====== Фрагмент текста ======
За «жениховой конюшней» — оседланными ослом, козлом и бараном — ехал в санях, запряженных шестью оленями, сам жених — «дурак самоятской ханской сын Кваснин» князь Голицын, свахи, управитель маскарадного поезда верхом на слоне, 12 арапов на верблюдах, главный жрец торжества с изображением солнца, «которого идолопоклонники за бога почитают», и, наконец, в «качалке» на двух верблюдах «невеста блядь Буженинова» со свитой из мордвинов, чувашей и черемисов на санях, запряженных свиньями{375}.

«Когда поезд объехал все назначенное пространство, людей повели в манеж герцога Курляндского. Там по этому случаю пол был выложен досками и расставлено несколько обеденных столов. Каждому инородцу подавали его национальное кушанье. После обеда открыли бал, на котором тоже всякий танцевал под свою музыку и свой народный танец. Потом новобрачных повезли в Ледяной дом и положили в самую холодную постель. К дверям дома приставлен караул, который должен был не выпускать молодых ранее утра» — так, по воспоминаниям адъютанта Миниха, капитана Манштейна, завершилось это мероприятие.

Одним из главных участников шутовского действа был поэт и секретарь Академии наук Василий Тредиаковский, которого за два дня до праздника поколотил разгневанный Волынский. Министр потребовал написать стихи на шутовскую свадьбу; Еропкин забыл передать его приказание поэту, и тот, вызванный в неурочный час дежурным кадетом на «слоновый двор» (штаб подготовки «фестиваля»), возмутился. Волынский же никак не мог допустить какой-либо помехи торжеству и лично «вразумил» стихотворца. Как писал в слезной челобитной сам Тредиаковский, «его превосходительство, не выслушав моей жалобы, начал меня бить сам перед всеми толь немилостиво по обеим щекам; а притом всячески браня, что правое мое ухо оглушил, а левый глаз подбил, что он изволил чинить в три или четыре приема», а потом «повелел и оному кадету бить меня по обеим же щекам публично».
====== Исходные данные ======
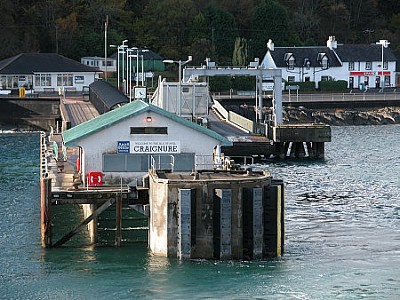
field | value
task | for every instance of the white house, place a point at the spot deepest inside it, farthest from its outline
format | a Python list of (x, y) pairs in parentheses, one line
[(360, 65), (100, 63), (126, 142), (45, 72)]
======
Задания для выполнения.
- a) Ответьте по отрывку о шутовской свадьбе:
(i) Сколько оленей было запряжено в сани жениха?
(ii) Куда повели людей, когда поезд объехал назначенное пространство?
(iii) Какие должности занимал Василий Тредиаковский?
- b) Сократите абзац отрывка о шутовской свадьбе, начинающийся словами «Одним из главных участников», сохранив основные факты.
- c) Подхватите, пожалуйста, отрывок о шутовской свадьбе и продолжите его после последнего предложения.

Ожидаемые ответы.
- a)
(i) Шесть.
(ii) В манеж герцога Курляндского.
(iii) Он был поэтом и секретарем Академии наук.

- b) Поэт и секретарь Академии наук Василий Тредиаковский, один из главных участников шутовского действа, за два дня до праздника был избит Волынским. Министр потребовал стихов на шутовскую свадьбу, но Еропкин не передал приказ, и вызванный в неурочный час кадетом на «слоновый двор» поэт возмутился. Волынский, не выслушав его жалобы, сам бил его по щекам, оглушив правое ухо и подбив левый глаз. Затем министр велел кадету публично бить Тредиаковского по щекам.

- c)
После избиения Тредиаковскому дали «на письме самую краткую материю, с которой должно было ему сочинить приличные стихи», и отпустили. На следующий день поэт явился с жалобой в присутствие, где Бирон принимал посетителей — «пасть в ноги его высокогерцогской светлости и пожаловаться на его превосходительство», но, на беду, столкнулся там с обидчиком, и истязание продолжилось: «…увидев меня, спросил с бранью, зачем я здесь, я ничего не ответствовал, но он бил меня тут по щекам, вытолкал в шею и отдал в руки ездовому сержанту, повелел меня отвести в комиссию и отдать меня под караул, что таким образом и учинено. Потом, несколько спустя времени его превосходительство прибыли и сами. Тогда браня меня всячески, велели с меня снять шпагу с великою яростию и всего оборвать и положить и бить палкой по голой спине столь жестоко и немилостиво, что, как мне сказывали уже после, дано мне с 70 ударов».

Поэт, сидя под стражей, написал стихи, а затем в маске и потешном платье читал шутовское приветствие («срамное казанье») новобрачным:

Здравствуйте, женившись дурак и дура,

еще и блядочка, то-та и фигура.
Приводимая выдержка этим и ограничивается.